Message 01168 [Homepage] [Navigation]
Thread: oxdeT01154 Message: 3/20 L2 [In index]
[First in Thread] [Last in Thread] [Date Next] [Date Prev]
[Next in Thread] [Prev in Thread] [Next Thread] [Prev Thread]

Re: [ox] Gedanken von den Berliner Konferenzen



Hi Markus!

Yesterday Markus Lauber wrote:
Stefan Merten wrote:
Spannend fand ich aber an dem zweiten Panel, wie da die alte und die
neue Welt aufeinandertrafen. Als Vertreter der alten Welt tat sich
Wolfgang Schimmel von den IG Medien hervor, der eigentlich nichts
anderes im Sinn hatte, als althergebrachte Standesinteressen zu
verteidigen. Zugespitzt würde ich sagen, daß es ihm am liebsten wäre,
wenn wir Computer oder mindestens das Internet wieder abschaffen. Als

Ich finde diese Kennzeichnung gewerkschaftlicher Arbeit schon mehr als
entlarvend.

Momang. Das war nicht meine Kennzeichnung, sondern die von dem
zitierten Herrn. Glücklicherweise haben wir hier auf der Liste auch
Leute von der IG Medien, die deutlich weniger ihrer Zeit hinterher
sind als der liebe Herr Schimmel.

Was meinst Du denn ist die Alternative zu einer Verteidigung von
Arbeitnehmerinteressen?

Na wer verteidigt die denn überhaupt? Die Gewerkschaften? Und vorneweg
die IG Chemie oder was? Das ich nicht lache - und das weißt du ja auch
selbst.

Die computergestuetzte Subsitenzwirtschaft?

Wie kommst du auf diese idiotische Idee mir das zu unterstellen?
Zuviel Fritjof Bergmann gelesen oder was? Ich heiße jedenfalls Stefan
Merten...

Ich
schaetze der IG Medien

Ich habe gelernt, daß es "die IG Medien" nicht gibt.

geht es wie den anderen Gewerkschaften nicht darum
Computer abzuschaffen,

Woher nimmst du die Sicherheit, daß die Gewerkschaften das nicht
wollen? Es gab Zeiten, da war die Skepsis jedenfalls groß.

Und BTW: Im Interesse einer Interessenvertretung kann das ja durchaus
richtig sein. Dann müßten die das einfach fordern.

sonder das was man damit tut einer
gesellschaftlichen/demokratischen Rueckkopplung zu unterwerfen und die
entstehenden Produktivitaetsfortschritte anders zu verteilen.

Das Problem ist, daß du die Produktivitätsfortschritte im Web nicht
bei irgendwelchen bösen Arbeitgebern - Entschuldigung: netten
Tarifpartnern - hast, sondern jedeR KopiererIn ihrE eigeneR VerlegerIn
ist. Wenn dann jemensch wie der o.g. Herr lediglich die
Standesinteressen der AutorInnenschaft vertritt, dann mußt du mir mal
erklären, was daran der Fortschritt in der
gesellschaftlich/demokratischen Rückkopplung ist und wie die
Produktivitätsfortschritte dann mit gewerkschaftlicher Hilfe anders
verteilt werden sollten.
________________________________________
■ **AUFGABE**
Schreiben Sie den Abschnitt des Listenbeitrags, beginnend mit „Na wer verteidigt“ und fortlaufend bis „Die computergestuetzte Subsitenzwirtschaft?“, erneut ab und setzen Sie dabei „IG Metall“ an die Stelle von „IG Chemie“.

■ **ROHDATEN**
________________________________________
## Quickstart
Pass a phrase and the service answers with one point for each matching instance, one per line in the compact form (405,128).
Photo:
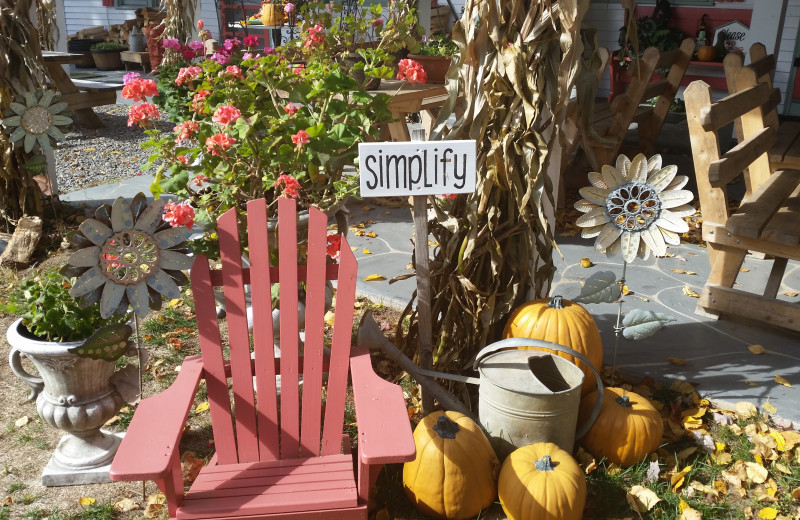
________________________________________
■ **ERGEBNIS**
Na wer verteidigt die denn überhaupt? Die Gewerkschaften? Und vorneweg
die IG Metall oder was? Das ich nicht lache - und das weißt du ja auch
selbst.

Die computergestuetzte Subsitenzwirtschaft?